**PROVIDED PASSAGE**.
The exhumed body of Sr. Mary Wilhelmina Lancaster, foundress of the Benedictines of Mary, Queen of Apostles, lies in repose in the church at the Abbey of Our Lady of Ephesus in Gower, Mo., May 21. (OSV News photo/Megan Marley)
Sr. Wilhelmina Lancaster of the Most Holy Rosary claimed to have had profound religious experiences, beginning in her childhood. She was born Mary Elizabeth Lancaster April 13, 1924, in St. Louis. Her great-grandmother, Mary Madden, had been a slave.
During an April 28 exhumation, the body of Lancaster — foundress of the Benedictine Sisters of Mary, Queen of the Apostles, in Gower, Missouri — was shown to be little changed since her May 2019 death at age 95.
Ahead of Memorial Day weekend, Lancaster's community of contemplative Benedictine sisters in rural Missouri were preparing for as many as 10,000 pilgrims to flock to their monastery to view and pray before the body of their foundress. The discovery of the Black American nun's apparently incorrupt remains highlights the rich heritage of Black Catholics in the U.S., experts told OSV News.
In a short autobiography discovered after Lancaster's death, she wrote that at her first Communion in 1934, 9-year-old Mary Elizabeth had "an unforgettable experience," where "Our Lord asked me if I would be His." "He seemed to be such a handsome and wonderful Man. I agreed immediately. Then He told me to meet Him every Sunday at Holy Communion. I said nothing about this conversation to anyone, believing that everyone that went to Holy Communion heard Our Lord talk to them."
Notes with her eight-page autobiographical sketch, as shared by her religious community, also mentioned that the future Sister Wilhelmina also had a vision of the Virgin Mary, who thanked her for praying the rosary.
All the sisters of the Benedictines of Mary, Queen of Apostles, order stand with attending priests and deacons after the consecration of Abbess Cecelia Snell Sept. 10, 2018, at the Abbey of Our Lady of Ephesus in Gower, Mo. In the center, from left to right, are Sister Wilhelmina Lancaster, the order's foundress; Abbess Snell; Abbot Phillip Anderson of Our Lady of Clear Creek Benedictine Abbey in Hulbert, Okla.; Bishop James V. Johnston Jr. of Kansas City-St. Joseph, Mo.; and Bishop Robert G. Morlino of Madison, Wis. (OSV News/Catholic Key/Megan Marley)

Excerpts from point annotation data:

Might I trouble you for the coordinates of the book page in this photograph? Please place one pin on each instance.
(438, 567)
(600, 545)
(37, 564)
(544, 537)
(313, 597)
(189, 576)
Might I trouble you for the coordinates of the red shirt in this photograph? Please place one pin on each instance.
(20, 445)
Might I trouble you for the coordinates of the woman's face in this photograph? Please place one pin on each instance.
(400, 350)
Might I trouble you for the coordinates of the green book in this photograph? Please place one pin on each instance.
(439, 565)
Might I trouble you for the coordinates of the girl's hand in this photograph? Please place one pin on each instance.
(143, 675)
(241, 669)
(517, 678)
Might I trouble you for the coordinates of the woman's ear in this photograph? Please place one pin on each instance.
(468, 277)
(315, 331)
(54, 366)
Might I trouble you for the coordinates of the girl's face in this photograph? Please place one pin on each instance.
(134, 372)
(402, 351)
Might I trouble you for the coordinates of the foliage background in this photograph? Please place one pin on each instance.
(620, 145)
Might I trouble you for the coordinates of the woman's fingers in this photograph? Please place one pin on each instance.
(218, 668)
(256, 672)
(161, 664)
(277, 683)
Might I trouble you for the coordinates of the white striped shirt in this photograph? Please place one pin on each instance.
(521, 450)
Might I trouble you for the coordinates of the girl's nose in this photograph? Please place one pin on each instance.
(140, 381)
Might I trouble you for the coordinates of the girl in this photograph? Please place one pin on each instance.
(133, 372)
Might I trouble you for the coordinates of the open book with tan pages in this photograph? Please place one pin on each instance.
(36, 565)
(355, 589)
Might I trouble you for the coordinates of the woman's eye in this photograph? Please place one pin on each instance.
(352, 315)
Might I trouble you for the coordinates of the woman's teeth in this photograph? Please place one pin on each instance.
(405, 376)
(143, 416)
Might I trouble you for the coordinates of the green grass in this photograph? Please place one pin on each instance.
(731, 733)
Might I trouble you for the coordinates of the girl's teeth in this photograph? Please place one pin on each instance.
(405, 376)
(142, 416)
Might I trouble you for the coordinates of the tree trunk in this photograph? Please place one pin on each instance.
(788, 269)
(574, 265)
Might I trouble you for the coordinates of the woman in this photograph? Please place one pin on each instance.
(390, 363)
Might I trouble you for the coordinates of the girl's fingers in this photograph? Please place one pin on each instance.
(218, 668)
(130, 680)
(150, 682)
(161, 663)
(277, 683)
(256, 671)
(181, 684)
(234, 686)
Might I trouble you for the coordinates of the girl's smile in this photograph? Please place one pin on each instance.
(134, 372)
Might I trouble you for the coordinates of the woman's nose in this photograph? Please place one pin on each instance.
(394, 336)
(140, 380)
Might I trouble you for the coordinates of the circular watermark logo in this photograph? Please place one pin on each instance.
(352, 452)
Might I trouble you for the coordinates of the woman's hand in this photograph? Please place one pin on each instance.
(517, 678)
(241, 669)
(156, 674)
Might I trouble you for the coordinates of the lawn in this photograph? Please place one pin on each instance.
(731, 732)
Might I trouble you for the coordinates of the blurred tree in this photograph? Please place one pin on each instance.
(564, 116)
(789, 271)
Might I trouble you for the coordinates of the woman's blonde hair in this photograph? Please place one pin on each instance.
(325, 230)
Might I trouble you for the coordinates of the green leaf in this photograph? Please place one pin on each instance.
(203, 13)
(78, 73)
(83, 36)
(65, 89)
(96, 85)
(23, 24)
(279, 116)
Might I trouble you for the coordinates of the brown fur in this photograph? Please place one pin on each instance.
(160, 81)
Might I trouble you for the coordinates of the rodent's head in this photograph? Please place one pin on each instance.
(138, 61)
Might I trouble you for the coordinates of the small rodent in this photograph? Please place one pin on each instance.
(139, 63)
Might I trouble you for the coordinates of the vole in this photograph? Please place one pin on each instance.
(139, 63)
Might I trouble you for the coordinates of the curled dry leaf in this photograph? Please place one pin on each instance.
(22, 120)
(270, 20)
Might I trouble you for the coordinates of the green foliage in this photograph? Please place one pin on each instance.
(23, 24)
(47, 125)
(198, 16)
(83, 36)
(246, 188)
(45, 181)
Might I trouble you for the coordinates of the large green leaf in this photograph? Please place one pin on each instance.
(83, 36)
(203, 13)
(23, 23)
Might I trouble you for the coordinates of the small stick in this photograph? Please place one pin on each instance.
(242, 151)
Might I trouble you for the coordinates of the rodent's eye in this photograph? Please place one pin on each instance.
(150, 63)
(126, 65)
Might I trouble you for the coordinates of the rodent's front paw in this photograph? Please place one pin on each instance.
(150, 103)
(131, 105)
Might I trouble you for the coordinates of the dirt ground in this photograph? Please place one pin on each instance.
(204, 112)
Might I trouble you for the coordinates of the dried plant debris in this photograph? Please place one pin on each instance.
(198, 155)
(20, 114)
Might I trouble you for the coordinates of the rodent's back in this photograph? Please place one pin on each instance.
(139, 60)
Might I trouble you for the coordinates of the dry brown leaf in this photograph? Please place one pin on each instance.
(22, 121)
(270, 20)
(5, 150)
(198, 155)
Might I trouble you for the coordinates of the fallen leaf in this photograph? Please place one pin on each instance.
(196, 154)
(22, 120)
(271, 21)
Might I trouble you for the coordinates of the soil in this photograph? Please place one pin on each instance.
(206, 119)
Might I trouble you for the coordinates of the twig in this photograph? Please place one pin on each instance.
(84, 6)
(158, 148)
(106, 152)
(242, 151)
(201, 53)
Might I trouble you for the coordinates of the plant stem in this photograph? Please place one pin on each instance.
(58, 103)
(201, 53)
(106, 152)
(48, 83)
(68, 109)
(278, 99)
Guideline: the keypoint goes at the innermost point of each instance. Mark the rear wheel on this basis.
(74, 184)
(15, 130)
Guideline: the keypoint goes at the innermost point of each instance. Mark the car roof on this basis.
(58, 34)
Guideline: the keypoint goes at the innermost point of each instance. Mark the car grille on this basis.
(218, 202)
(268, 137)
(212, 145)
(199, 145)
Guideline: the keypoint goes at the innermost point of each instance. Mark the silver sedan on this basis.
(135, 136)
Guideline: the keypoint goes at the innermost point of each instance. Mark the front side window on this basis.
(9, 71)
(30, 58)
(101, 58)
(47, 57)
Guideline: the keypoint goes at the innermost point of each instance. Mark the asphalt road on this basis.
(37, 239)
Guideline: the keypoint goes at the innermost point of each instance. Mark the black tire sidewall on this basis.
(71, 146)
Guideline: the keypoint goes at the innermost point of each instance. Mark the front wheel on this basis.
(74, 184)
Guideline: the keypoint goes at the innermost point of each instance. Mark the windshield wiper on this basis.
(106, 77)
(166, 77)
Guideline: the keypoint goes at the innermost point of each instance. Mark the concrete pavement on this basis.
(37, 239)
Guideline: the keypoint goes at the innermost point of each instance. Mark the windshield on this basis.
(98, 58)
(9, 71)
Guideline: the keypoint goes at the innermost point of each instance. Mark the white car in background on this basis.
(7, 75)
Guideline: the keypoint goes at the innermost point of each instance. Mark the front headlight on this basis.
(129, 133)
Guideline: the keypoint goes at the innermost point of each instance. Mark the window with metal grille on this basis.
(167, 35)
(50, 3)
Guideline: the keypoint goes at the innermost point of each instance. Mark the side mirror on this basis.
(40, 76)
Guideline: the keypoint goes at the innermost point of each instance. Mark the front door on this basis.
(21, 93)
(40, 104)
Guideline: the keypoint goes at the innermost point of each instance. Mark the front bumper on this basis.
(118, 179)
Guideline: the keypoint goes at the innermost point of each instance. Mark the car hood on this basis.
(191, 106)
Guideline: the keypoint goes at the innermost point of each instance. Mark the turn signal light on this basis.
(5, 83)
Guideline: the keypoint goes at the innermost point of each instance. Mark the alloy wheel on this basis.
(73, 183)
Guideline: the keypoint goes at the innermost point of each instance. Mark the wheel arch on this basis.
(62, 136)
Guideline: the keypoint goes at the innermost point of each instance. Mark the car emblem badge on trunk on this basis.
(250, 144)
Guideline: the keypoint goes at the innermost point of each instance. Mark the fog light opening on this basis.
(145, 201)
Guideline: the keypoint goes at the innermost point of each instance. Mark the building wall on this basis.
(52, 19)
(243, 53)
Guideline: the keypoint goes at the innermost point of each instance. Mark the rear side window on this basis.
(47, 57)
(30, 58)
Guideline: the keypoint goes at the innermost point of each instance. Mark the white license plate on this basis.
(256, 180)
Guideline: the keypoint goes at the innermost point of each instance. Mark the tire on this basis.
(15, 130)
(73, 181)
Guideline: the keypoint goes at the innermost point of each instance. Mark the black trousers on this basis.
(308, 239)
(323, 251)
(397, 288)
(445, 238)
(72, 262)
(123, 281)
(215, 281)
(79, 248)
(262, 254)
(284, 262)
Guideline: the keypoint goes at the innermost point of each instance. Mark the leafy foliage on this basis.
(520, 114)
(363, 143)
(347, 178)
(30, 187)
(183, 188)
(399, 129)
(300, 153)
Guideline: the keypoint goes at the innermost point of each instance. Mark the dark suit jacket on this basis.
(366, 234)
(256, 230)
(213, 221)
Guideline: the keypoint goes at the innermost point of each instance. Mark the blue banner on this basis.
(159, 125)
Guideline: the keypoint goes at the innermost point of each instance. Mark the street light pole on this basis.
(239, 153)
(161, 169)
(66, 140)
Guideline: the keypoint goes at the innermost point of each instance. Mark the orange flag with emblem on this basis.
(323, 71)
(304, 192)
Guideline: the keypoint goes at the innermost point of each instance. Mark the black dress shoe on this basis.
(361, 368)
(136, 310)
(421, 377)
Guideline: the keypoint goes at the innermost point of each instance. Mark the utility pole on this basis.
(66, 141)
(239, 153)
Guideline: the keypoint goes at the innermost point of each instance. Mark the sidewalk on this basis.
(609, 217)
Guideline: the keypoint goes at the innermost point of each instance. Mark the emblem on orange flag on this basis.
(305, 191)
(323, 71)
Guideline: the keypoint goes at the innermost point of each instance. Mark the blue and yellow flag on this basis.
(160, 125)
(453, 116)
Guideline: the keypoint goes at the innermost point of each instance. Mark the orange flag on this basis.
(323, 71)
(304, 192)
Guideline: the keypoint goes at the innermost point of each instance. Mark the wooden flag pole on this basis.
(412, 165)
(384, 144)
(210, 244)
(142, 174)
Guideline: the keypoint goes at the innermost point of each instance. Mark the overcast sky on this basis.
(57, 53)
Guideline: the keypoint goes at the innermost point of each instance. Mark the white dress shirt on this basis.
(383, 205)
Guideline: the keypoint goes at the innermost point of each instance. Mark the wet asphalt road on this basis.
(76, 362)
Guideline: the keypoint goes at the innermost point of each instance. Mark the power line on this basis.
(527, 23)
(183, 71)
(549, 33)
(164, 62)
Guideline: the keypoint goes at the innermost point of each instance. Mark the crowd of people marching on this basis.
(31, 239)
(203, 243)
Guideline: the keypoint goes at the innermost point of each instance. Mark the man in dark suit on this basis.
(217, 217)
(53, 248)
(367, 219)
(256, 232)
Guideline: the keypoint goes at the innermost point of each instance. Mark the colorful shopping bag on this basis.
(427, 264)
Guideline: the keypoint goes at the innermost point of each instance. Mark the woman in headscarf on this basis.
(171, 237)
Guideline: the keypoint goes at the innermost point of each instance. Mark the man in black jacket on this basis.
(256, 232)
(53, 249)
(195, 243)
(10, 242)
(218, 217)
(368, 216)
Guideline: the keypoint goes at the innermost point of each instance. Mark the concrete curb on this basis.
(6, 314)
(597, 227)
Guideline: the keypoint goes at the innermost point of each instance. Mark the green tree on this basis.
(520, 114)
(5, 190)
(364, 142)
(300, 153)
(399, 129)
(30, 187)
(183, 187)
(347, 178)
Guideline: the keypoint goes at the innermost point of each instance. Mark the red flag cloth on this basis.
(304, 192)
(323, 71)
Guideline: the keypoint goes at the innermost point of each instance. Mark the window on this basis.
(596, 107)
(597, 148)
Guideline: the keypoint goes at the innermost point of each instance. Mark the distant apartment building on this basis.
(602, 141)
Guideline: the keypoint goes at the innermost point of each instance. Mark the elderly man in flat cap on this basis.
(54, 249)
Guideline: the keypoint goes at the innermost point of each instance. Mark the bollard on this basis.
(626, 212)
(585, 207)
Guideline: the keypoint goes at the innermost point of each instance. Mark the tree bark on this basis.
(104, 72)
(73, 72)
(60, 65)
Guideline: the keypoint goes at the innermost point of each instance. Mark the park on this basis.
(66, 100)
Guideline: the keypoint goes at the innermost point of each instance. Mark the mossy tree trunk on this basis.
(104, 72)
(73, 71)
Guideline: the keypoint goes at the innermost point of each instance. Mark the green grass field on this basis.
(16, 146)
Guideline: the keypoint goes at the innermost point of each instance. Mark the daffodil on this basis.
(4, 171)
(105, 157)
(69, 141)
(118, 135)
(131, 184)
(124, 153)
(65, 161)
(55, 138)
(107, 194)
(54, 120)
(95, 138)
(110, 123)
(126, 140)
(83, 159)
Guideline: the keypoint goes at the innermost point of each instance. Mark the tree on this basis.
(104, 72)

**REQUIRED WORK**.
1. From the article on Sister Wilhelmina Lancaster, print the passage that begins at "During an April" and stops after "told OSV News.".
2. Please render this sentence from the article on Sister Wilhelmina Lancaster in Spanish: "She was born Mary Elizabeth Lancaster April 13, 1924, in St. Louis."

**SOLUTIONS BELOW**.
1.
During an April 28 exhumation, the body of Lancaster — foundress of the Benedictine Sisters of Mary, Queen of the Apostles, in Gower, Missouri — was shown to be little changed since her May 2019 death at age 95.
Ahead of Memorial Day weekend, Lancaster's community of contemplative Benedictine sisters in rural Missouri were preparing for as many as 10,000 pilgrims to flock to their monastery to view and pray before the body of their foundress. The discovery of the Black American nun's apparently incorrupt remains highlights the rich heritage of Black Catholics in the U.S., experts told OSV News.

2. Nació como Mary Elizabeth Lancaster el 13 de abril de 1924 en St. Louis.